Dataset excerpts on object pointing
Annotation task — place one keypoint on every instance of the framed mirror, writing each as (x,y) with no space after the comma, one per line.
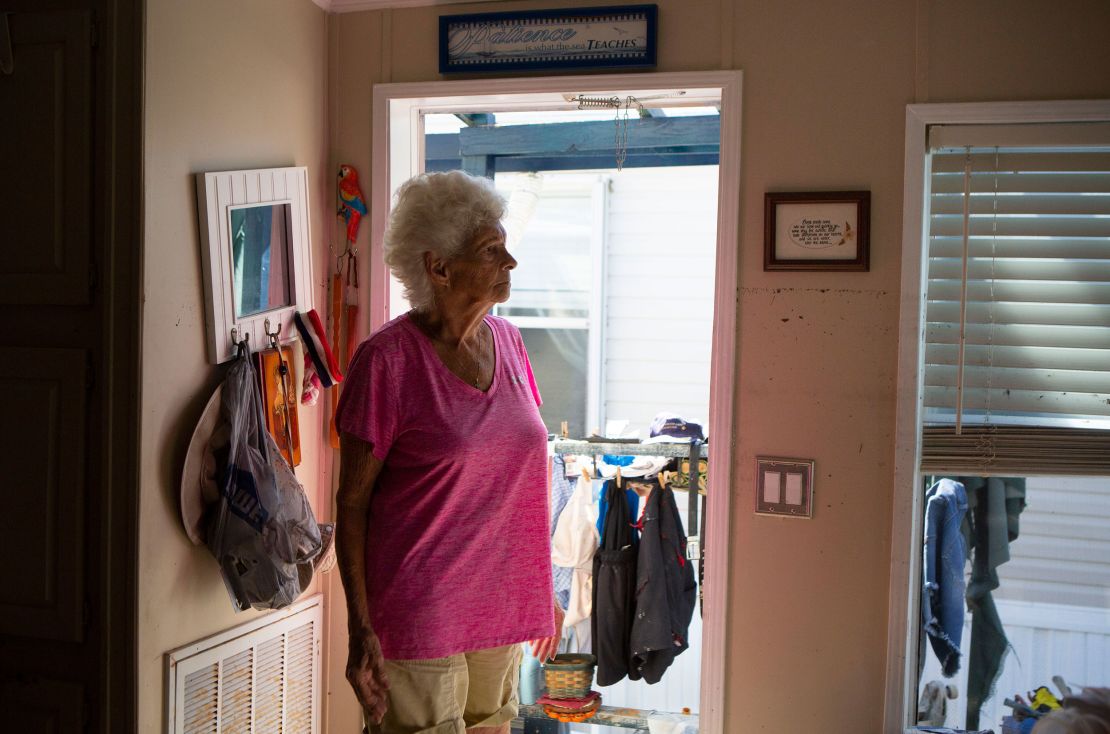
(255,249)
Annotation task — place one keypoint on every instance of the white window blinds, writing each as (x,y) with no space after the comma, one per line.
(1018,314)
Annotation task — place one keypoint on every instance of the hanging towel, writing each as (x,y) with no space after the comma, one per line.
(573,548)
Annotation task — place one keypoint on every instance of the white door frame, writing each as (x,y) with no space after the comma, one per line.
(907,523)
(399,153)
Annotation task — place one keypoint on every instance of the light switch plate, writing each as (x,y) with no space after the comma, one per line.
(785,486)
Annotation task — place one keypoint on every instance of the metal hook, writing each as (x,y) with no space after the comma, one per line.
(272,334)
(7,58)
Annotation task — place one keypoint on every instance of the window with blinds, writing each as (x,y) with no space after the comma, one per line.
(1017,343)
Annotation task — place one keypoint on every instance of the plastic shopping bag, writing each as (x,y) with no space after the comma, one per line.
(262,532)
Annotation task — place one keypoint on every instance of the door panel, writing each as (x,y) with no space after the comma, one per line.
(70,289)
(36,705)
(42,522)
(47,150)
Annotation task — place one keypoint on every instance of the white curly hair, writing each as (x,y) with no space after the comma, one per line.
(436,213)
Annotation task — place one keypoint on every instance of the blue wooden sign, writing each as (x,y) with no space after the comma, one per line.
(586,38)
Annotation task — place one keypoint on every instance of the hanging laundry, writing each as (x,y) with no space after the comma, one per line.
(562,490)
(614,590)
(990,525)
(631,499)
(666,592)
(573,548)
(946,504)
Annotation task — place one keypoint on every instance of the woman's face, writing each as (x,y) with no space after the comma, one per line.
(482,269)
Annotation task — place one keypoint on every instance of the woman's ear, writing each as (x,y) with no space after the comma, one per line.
(436,270)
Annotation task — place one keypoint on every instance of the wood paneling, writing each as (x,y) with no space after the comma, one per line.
(47,152)
(43,518)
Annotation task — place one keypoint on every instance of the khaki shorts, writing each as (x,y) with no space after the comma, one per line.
(448,695)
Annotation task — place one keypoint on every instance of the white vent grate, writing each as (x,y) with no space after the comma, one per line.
(261,677)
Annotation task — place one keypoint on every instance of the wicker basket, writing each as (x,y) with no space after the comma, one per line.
(569,675)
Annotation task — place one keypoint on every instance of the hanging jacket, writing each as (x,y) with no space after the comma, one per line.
(614,590)
(990,525)
(666,591)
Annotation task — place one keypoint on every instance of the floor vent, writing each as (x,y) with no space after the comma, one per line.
(261,677)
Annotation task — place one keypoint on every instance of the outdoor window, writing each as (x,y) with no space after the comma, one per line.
(1016,408)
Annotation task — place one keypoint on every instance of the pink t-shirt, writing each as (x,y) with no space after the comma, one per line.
(457,548)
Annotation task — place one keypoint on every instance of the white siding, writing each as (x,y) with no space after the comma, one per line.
(1062,552)
(1046,640)
(658,293)
(1053,596)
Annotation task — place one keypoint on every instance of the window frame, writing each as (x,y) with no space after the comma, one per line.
(596,185)
(906,528)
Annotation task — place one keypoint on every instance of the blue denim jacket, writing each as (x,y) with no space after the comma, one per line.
(946,503)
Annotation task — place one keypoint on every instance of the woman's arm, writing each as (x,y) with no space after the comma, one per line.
(359,470)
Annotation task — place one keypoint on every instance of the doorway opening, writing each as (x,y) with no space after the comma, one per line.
(585,268)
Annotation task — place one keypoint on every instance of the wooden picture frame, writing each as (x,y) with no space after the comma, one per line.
(282,278)
(574,38)
(817,230)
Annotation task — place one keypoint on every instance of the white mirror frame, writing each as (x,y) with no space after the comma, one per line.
(217,194)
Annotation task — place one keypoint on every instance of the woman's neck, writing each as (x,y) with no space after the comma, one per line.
(452,325)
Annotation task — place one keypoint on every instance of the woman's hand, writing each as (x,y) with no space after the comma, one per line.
(545,647)
(366,674)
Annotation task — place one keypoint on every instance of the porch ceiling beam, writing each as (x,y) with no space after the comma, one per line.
(578,137)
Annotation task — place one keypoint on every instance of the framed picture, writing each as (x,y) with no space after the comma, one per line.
(821,230)
(582,38)
(279,401)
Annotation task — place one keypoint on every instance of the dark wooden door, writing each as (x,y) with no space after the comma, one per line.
(70,230)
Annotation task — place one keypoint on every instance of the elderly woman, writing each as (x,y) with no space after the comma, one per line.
(443,514)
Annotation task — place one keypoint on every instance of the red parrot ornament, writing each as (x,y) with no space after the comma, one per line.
(351,205)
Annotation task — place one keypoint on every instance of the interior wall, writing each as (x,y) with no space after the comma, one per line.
(825,89)
(228,86)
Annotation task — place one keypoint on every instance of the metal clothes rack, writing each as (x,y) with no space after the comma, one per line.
(695,451)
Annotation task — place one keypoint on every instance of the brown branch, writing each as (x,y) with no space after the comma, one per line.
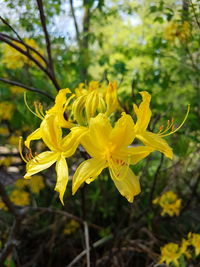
(47,39)
(7,200)
(75,22)
(32,89)
(67,214)
(155,179)
(27,54)
(26,45)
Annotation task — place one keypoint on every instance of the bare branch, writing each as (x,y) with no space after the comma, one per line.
(27,54)
(75,22)
(32,89)
(47,39)
(26,45)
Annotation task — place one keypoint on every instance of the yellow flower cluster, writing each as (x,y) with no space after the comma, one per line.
(169,203)
(6,110)
(71,227)
(86,115)
(175,30)
(171,252)
(13,59)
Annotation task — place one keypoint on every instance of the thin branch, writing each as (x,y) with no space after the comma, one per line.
(75,22)
(27,54)
(26,45)
(7,200)
(94,245)
(47,39)
(155,179)
(32,89)
(65,213)
(87,243)
(12,29)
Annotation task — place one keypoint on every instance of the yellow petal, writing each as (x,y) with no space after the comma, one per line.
(87,170)
(143,112)
(138,153)
(37,134)
(71,141)
(62,177)
(123,132)
(129,186)
(51,132)
(111,98)
(97,138)
(59,108)
(40,162)
(155,141)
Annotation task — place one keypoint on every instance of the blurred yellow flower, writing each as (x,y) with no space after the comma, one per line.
(6,110)
(13,140)
(13,59)
(170,203)
(2,205)
(93,99)
(170,253)
(6,161)
(194,240)
(4,131)
(71,227)
(17,90)
(19,197)
(175,30)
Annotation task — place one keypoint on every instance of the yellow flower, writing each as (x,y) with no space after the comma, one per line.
(13,59)
(4,131)
(109,147)
(13,140)
(94,99)
(143,114)
(194,240)
(184,248)
(71,227)
(169,202)
(6,110)
(6,161)
(175,30)
(20,198)
(60,148)
(3,206)
(170,253)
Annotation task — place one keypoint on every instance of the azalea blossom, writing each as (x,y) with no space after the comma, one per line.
(110,148)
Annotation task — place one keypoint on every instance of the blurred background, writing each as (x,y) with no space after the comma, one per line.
(143,45)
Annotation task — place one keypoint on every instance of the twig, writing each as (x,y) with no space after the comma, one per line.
(155,179)
(65,213)
(48,43)
(87,244)
(32,89)
(27,54)
(12,29)
(94,245)
(26,45)
(75,22)
(7,201)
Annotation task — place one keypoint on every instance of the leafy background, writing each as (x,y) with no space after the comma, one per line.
(126,41)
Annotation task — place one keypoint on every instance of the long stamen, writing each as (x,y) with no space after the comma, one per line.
(38,110)
(169,125)
(25,101)
(175,130)
(20,149)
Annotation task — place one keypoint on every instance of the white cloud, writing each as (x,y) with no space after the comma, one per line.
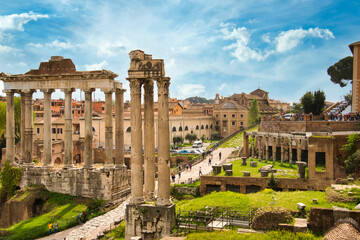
(96,66)
(16,21)
(110,48)
(240,48)
(191,89)
(292,38)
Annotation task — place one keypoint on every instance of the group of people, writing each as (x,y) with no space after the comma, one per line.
(53,227)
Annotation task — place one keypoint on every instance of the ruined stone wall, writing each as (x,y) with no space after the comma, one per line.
(108,184)
(243,182)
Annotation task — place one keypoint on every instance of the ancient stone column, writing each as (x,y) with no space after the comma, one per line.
(47,128)
(282,150)
(252,146)
(290,151)
(108,161)
(119,127)
(136,142)
(163,142)
(259,147)
(298,145)
(22,127)
(274,148)
(267,148)
(68,142)
(149,139)
(28,126)
(10,126)
(88,154)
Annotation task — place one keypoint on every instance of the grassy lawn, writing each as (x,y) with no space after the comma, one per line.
(237,139)
(283,170)
(62,208)
(246,202)
(233,235)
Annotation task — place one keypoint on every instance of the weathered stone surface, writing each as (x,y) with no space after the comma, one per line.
(253,164)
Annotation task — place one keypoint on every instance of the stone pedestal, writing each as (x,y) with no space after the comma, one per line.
(149,221)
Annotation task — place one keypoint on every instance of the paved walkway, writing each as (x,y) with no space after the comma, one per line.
(205,167)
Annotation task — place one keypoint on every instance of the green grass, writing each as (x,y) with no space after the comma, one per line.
(246,202)
(237,140)
(63,209)
(284,170)
(233,235)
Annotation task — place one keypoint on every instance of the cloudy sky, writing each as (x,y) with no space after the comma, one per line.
(209,47)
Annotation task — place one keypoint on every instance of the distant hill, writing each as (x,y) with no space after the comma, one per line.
(199,100)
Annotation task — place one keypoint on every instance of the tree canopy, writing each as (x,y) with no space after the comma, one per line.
(254,113)
(313,102)
(342,71)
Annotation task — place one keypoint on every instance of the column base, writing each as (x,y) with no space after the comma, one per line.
(149,221)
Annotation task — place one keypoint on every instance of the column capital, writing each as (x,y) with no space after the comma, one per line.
(135,85)
(149,87)
(163,86)
(88,90)
(47,90)
(68,90)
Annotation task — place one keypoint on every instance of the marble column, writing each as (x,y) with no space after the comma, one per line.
(88,151)
(136,143)
(22,127)
(108,161)
(274,149)
(119,127)
(282,149)
(68,157)
(267,148)
(298,145)
(47,128)
(10,126)
(149,139)
(28,127)
(290,151)
(163,142)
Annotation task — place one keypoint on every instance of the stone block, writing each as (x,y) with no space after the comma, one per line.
(216,169)
(227,166)
(264,173)
(300,206)
(253,164)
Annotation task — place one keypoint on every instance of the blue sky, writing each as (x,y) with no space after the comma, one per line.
(209,47)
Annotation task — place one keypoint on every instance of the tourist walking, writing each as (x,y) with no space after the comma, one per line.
(50,228)
(55,226)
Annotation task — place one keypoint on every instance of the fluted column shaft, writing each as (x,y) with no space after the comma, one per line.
(108,162)
(47,128)
(68,158)
(136,143)
(28,127)
(149,139)
(88,154)
(119,127)
(163,142)
(22,127)
(10,126)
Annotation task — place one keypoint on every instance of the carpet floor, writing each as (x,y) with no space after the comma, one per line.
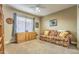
(38,47)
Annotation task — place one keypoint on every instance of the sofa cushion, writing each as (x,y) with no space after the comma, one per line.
(46,33)
(53,33)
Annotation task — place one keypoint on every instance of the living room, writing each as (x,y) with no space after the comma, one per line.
(49,21)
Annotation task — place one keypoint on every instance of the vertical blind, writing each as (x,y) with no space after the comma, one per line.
(24,24)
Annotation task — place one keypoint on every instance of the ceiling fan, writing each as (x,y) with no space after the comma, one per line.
(37,7)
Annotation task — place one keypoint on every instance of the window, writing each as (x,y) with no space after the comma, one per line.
(24,24)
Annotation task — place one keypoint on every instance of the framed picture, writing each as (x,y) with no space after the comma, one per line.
(37,25)
(53,22)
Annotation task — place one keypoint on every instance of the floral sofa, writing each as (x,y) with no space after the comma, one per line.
(57,37)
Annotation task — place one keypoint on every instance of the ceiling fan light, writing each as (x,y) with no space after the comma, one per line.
(37,9)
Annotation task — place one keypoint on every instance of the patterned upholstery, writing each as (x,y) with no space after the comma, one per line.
(54,37)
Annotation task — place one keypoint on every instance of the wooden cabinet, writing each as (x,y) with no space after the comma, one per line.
(25,36)
(1,31)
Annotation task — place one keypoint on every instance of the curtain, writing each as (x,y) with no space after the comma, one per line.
(24,24)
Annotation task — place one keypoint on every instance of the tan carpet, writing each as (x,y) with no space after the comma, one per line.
(38,47)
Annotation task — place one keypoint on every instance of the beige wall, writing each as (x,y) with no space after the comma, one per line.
(66,20)
(77,27)
(8,13)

_Problem to work on_
Copy the stretch of records from the line containing "the curtain, writing" through the end of the records, renaming "keypoint" to "marker" and leaving everything else unchanged.

_Full solution_
Annotation task — place one marker on every instance of the curtain, writing each as (x,y) with no space after the comma, one per line.
(24,24)
Annotation task — place one marker on every instance of the tan carpet, writing each as (x,y) with no space after the comma, one per line.
(38,47)
Annotation task — place one marker on every instance of the beige wall, writing each as (x,y) with no space after the comma, one per line.
(66,20)
(77,27)
(8,13)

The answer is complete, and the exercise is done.